▶ BRANO:
'''

L’
opera di Benjamin trasmette in più luoghi la considerazione che il ruolo del narratore attraversi una fase di declino, in primo luogo a causa di uno smarrimento dell’esperienza dell’oralità. In un passaggio del celebre saggio dedicato all’opera di Leskov, Benjamin scrive infatti che “l’esperienza che passa di bocca in bocca è la fonte a cui hanno attinto tutti i narratori” ma, nel momento in cui l’influenza della trasmissione della parola vive una forte crisi, è evidente come si smarriscano i presupposti per continuare a farla prosperare: due allora le strade, o lasciare che questo patrimonio finisca di esaurirsi oppure operare una resistenza.

'''

▶ ESTRATTI DEI DATI:
'''

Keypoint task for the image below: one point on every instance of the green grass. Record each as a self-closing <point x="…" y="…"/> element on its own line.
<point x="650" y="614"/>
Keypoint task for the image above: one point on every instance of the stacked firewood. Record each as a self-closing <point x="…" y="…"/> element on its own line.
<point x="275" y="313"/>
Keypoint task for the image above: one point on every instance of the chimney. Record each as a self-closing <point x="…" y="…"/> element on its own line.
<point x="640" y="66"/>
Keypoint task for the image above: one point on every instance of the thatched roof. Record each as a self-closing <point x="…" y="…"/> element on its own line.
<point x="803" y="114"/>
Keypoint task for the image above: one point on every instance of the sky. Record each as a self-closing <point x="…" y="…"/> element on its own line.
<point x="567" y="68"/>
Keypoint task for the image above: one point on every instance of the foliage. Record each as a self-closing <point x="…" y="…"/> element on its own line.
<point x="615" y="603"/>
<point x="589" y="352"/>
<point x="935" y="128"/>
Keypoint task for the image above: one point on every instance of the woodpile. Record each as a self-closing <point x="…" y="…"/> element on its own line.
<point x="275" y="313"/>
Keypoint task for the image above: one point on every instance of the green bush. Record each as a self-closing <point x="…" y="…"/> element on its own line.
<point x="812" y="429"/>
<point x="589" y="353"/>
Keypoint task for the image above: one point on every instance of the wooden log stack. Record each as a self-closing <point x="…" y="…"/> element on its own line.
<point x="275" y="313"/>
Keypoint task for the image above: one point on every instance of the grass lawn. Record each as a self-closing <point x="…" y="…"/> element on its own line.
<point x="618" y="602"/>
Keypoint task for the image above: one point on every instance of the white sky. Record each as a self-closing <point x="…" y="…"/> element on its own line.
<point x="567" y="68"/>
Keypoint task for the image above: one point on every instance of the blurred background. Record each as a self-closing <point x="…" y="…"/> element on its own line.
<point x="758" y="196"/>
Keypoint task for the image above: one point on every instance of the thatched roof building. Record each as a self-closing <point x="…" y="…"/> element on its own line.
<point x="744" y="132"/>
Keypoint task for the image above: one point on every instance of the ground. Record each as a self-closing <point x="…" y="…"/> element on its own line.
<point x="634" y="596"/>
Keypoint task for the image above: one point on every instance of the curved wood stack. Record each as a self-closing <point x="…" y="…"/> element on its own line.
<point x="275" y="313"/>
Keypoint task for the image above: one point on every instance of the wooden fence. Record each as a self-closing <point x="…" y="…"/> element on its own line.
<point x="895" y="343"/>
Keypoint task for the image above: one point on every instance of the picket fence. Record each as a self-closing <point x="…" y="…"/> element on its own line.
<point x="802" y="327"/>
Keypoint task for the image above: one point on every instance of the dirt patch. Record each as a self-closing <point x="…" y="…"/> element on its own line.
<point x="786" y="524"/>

'''

▶ ESERCIZIO SCRITTO A: Ripeti per intero il brano su Benjamin e il declino del narratore, senza cambiarlo.
▶ ESERCIZIO SCRITTO B: Quante righe dell'elenco contengono la parola "fence"? Scrivi soltanto il numero.

▶ RISPOSTA COMPLETA A:
L’
opera di Benjamin trasmette in più luoghi la considerazione che il ruolo del narratore attraversi una fase di declino, in primo luogo a causa di uno smarrimento dell’esperienza dell’oralità. In un passaggio del celebre saggio dedicato all’opera di Leskov, Benjamin scrive infatti che “l’esperienza che passa di bocca in bocca è la fonte a cui hanno attinto tutti i narratori” ma, nel momento in cui l’influenza della trasmissione della parola vive una forte crisi, è evidente come si smarriscano i presupposti per continuare a farla prosperare: due allora le strade, o lasciare che questo patrimonio finisca di esaurirsi oppure operare una resistenza.

▶ RISPOSTA COMPLETA B: 2